What you should do | Although the entries hold pictures, only their words are printed back, exactly as given.

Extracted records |
----

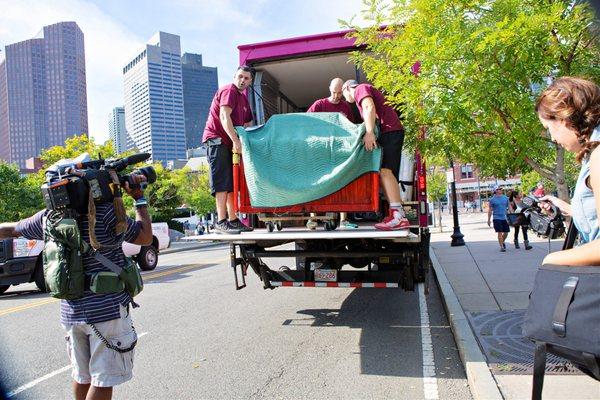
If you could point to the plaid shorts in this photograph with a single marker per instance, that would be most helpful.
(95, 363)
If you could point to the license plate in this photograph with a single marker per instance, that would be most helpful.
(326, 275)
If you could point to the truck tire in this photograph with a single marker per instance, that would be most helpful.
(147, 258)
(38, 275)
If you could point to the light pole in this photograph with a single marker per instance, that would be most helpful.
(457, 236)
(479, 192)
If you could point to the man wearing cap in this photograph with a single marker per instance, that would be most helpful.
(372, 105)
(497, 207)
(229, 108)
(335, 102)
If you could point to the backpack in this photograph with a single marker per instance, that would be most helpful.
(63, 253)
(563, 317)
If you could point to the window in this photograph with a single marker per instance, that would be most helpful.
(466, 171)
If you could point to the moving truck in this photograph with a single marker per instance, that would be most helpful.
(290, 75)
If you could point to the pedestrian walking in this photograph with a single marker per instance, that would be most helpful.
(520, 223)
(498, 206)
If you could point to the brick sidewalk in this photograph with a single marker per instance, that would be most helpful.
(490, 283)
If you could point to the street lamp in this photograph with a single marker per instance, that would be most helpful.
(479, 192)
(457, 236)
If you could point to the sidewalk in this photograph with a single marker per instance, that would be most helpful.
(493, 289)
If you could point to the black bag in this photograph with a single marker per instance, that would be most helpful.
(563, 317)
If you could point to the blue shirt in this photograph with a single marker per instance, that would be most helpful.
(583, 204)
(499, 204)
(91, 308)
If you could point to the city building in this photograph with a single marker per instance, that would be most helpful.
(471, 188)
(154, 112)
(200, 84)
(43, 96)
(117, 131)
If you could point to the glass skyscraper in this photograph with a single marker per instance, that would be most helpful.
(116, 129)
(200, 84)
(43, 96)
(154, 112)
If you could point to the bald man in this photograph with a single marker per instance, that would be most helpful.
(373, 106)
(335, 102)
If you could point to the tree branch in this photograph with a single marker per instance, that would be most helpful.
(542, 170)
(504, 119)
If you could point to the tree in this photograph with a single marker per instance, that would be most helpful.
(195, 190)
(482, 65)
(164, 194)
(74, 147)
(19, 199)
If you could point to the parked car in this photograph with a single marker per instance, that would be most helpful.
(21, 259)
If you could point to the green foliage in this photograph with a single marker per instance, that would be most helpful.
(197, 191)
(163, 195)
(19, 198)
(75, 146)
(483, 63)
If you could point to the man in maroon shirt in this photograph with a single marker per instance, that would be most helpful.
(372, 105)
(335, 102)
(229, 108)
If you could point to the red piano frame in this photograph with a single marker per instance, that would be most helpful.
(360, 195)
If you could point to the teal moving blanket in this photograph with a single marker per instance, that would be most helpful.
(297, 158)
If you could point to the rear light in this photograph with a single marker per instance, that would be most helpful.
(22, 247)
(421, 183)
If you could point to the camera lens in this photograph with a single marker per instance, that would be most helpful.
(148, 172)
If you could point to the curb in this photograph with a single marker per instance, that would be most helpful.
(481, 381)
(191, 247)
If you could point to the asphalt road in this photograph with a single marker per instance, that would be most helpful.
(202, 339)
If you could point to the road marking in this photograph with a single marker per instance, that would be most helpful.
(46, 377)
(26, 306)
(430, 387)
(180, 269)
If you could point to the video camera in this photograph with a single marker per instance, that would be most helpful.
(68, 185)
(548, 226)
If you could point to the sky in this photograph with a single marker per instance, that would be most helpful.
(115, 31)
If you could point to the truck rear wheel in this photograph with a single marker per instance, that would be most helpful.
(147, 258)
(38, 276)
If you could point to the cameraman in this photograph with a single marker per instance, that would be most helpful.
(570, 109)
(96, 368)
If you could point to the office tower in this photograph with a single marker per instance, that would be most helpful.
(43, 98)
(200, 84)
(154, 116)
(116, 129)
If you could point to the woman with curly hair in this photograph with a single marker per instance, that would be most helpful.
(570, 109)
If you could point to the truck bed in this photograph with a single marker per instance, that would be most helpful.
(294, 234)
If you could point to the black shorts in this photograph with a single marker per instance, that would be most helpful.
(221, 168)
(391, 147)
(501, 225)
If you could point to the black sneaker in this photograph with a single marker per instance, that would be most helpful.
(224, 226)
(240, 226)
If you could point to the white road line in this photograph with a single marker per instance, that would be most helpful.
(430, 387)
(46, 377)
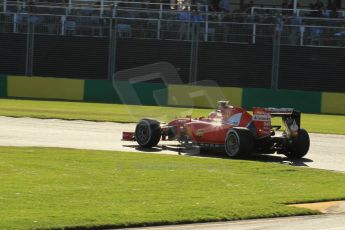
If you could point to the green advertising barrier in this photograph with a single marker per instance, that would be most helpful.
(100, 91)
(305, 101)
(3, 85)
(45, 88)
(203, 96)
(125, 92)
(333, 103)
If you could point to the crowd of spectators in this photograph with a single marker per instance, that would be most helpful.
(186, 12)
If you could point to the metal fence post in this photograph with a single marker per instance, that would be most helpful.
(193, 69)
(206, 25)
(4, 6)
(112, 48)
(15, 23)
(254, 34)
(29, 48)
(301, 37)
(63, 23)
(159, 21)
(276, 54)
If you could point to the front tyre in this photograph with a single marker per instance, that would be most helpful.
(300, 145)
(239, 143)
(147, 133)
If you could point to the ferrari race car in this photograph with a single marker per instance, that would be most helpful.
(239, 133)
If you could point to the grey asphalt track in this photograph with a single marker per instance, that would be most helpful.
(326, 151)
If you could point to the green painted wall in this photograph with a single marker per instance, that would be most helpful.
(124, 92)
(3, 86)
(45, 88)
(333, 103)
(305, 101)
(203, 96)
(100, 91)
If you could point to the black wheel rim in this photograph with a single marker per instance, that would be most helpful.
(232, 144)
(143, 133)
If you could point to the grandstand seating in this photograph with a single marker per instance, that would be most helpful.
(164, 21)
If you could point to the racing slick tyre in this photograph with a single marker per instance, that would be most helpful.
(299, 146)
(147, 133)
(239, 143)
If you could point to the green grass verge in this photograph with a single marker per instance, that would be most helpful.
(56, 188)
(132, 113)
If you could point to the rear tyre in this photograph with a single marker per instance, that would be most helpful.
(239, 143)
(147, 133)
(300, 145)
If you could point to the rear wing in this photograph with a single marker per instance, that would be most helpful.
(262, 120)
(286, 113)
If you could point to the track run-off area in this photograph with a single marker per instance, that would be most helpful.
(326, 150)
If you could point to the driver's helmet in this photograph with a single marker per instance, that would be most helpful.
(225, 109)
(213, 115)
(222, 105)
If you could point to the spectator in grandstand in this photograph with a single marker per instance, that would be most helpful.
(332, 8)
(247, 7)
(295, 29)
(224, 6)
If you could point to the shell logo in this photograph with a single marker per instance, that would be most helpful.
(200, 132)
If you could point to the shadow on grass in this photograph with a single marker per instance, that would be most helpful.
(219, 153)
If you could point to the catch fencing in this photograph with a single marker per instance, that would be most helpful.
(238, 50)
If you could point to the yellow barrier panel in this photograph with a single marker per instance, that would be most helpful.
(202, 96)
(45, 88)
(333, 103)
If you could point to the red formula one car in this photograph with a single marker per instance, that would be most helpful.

----

Written response |
If you could point to the plaid shorts in this photograph with a single marker per instance, that would be most helpful.
(95, 363)
If you could point to the license plate in this photograph with a single marker per instance, that would be most helpful.
(326, 275)
If you could point to the truck tire in this photograph with a single marker per instance, that would be most helpful.
(147, 258)
(38, 275)
If you could point to the light pole in this photograph with a single marker per instance, that would be most helpful.
(457, 236)
(479, 192)
If you could point to the man wearing cap in this photograph with a single marker per instance, that would be most helpful.
(372, 105)
(497, 207)
(229, 108)
(335, 102)
If you could point to the backpack in this photograph with a single marker per instance, that would be most helpful.
(63, 253)
(563, 317)
If you could point to the window in this photograph with a single marker per instance, that would be most helpful.
(466, 171)
If you could point to the moving truck in this photograph with a single marker per instance, that would be most helpful.
(290, 75)
If you could point to the pedestrian walking in this photograph with a single marker per instance, that would be most helpful.
(520, 223)
(498, 206)
If you could point to the brick sidewalk in this photograph with a single marker per instance, that would be most helpful.
(490, 283)
If you could point to the street lamp in this photograph with a single marker per instance, that would be most helpful.
(479, 192)
(457, 236)
If you could point to the sidewalk in this photograph with a single marker per instance, that would be most helpful.
(493, 289)
If you could point to the black bag in this photograph with a single marker per instance, that would be most helpful.
(563, 317)
If you could point to the blue shirt in this photograph with a single marker per instance, that would be most helpful.
(583, 204)
(499, 204)
(91, 308)
If you could point to the city building in this photograph with a single marker per instance, that would be most helpful.
(471, 188)
(154, 112)
(200, 84)
(43, 96)
(117, 131)
If you could point to the glass skyscraper in this photograph with a single marker per instance, that would be most helpful.
(116, 129)
(200, 84)
(43, 96)
(154, 112)
If you could point to the bald man in this photograph with a single marker per instance, that would be most helpful.
(373, 106)
(335, 102)
If you could point to the tree branch in this photograph with a single marker per instance, that would be most helpful.
(542, 170)
(504, 119)
If you could point to the tree in this photograph with a single marker per instance, that would be most helpful.
(195, 190)
(482, 65)
(164, 194)
(74, 147)
(19, 199)
If you could point to the parked car in this photograph with a single marker per instance, that would be most helpful.
(21, 259)
If you could point to the green foliage in this photograph with a single marker per instance, that would be most helpful.
(197, 191)
(163, 195)
(19, 198)
(75, 146)
(483, 63)
If you could point to the man in maroon shirt in this photograph with a single marker per instance, that would be most helpful.
(372, 105)
(335, 102)
(229, 108)
If you could point to the red piano frame in this photograph with a single marker per instance, that would be most helpful.
(360, 195)
If you could point to the teal moving blanket in this photograph with a single marker per instance, that would be most helpful.
(297, 158)
If you could point to the rear light in this photograph with a single marker per instance, that would be most helpful.
(22, 247)
(421, 183)
If you could point to the camera lens in this photograph with a single marker per instance, that would be most helpful.
(148, 172)
If you could point to the curb in this photograph with a single marker per instance, that would be most helpful.
(481, 381)
(191, 247)
If you could point to the asphalt road in this photograph with a single marker per instance, that would be most helpful.
(202, 339)
If you could point to the road marking in this photograph with a single marker per instance, that would be most helpful.
(46, 377)
(26, 306)
(430, 387)
(180, 269)
If you could point to the video camera in this photograph with a single marker per instance, that would be most helpful.
(68, 185)
(548, 226)
If you could point to the sky in this photograph with a single marker per instance, that would be most helpful.
(115, 31)
If you could point to the truck rear wheel in this photograph with a single marker per instance, that would be most helpful.
(147, 258)
(38, 276)
If you could point to the cameraman in this photograph with a single marker per instance, that would be most helpful.
(570, 109)
(96, 368)
If you could point to the office tower in this photograph with a single marker per instance, that would be most helpful.
(43, 98)
(200, 84)
(154, 116)
(116, 129)
If you could point to the woman with curly hair in this photograph with a single marker per instance, that would be most helpful.
(570, 109)
If you could point to the truck bed in this photograph with a single marker per instance, that would be most helpful.
(294, 234)
If you could point to the black shorts in this photograph with a single marker per instance, that would be most helpful.
(221, 168)
(391, 147)
(501, 225)
If you could point to the black sneaker in this photograph with a single marker per instance, that would be most helpful.
(224, 226)
(240, 226)
If you could point to the white road line in this photograph with a single marker per instance, that would be most helpful.
(430, 387)
(46, 377)
If you could point to the green advertising barrier in this photograph with a single marker per instance, that would be most helpful.
(100, 91)
(305, 101)
(3, 85)
(45, 88)
(203, 96)
(125, 92)
(333, 103)
If you could point to the crowd of spectators in this photograph with a single marker per instance, that would be most helpful.
(186, 12)
If you could point to the metal fence post in this photograph with a single marker per instance, that would be most helpful.
(193, 69)
(206, 25)
(4, 6)
(112, 48)
(15, 23)
(254, 34)
(29, 48)
(301, 37)
(63, 23)
(159, 21)
(276, 54)
If you could point to the front tyre in this photograph with a single marker per instance, that would be most helpful.
(300, 145)
(239, 143)
(147, 133)
If you could point to the ferrari race car in this photograph with a single marker per instance, that would be most helpful.
(239, 133)
If you could point to the grey asphalt track in this photograph with a single marker per instance, that would be most helpful.
(326, 151)
If you could point to the green painted wall in this photograph with a single marker per instance, that would be most helpful.
(124, 92)
(3, 86)
(45, 88)
(333, 103)
(305, 101)
(203, 96)
(100, 91)
If you could point to the black wheel rim in this photograph with a single marker per instance, that would be most helpful.
(232, 144)
(143, 133)
If you could point to the grandstand seating in this photograph with a single marker per instance, that would be most helpful.
(164, 21)
If you could point to the racing slick tyre in this photograph with a single marker per instance, that would be most helpful.
(299, 146)
(147, 133)
(239, 143)
If you could point to the green grass verge in this photograph with a single marker per instance, that would be most helpful.
(56, 188)
(132, 113)
If you could point to the rear tyre in this photograph with a single marker per instance, that would be most helpful.
(239, 143)
(147, 133)
(300, 145)
If you could point to the rear wing in this photograph with a single marker per instance, that would be most helpful.
(262, 120)
(286, 113)
If you could point to the track run-off area in this photograph with a single marker per instance, that would be most helpful.
(326, 150)
If you could point to the driver's helmet in this photograph with a single marker per instance, that would be most helpful.
(225, 109)
(213, 115)
(222, 105)
If you could point to the spectator in grandstand in this photograph with a single marker per instance, that would be most helpful.
(332, 8)
(247, 7)
(295, 29)
(224, 6)
If you could point to the shell logo in this photograph with a single marker per instance, that would be most helpful.
(200, 132)
If you could point to the shadow on grass in this photograph with a single marker per instance, that would be most helpful.
(219, 153)
If you could point to the catch fencing in this photograph with a single marker per instance, that would be most helpful.
(238, 50)
If you could point to the yellow barrier panel in this photograph with a single marker per instance, that would be most helpful.
(202, 96)
(45, 88)
(333, 103)
If you could point to the red formula one car in this photograph with a single marker per instance, that would be most helpful.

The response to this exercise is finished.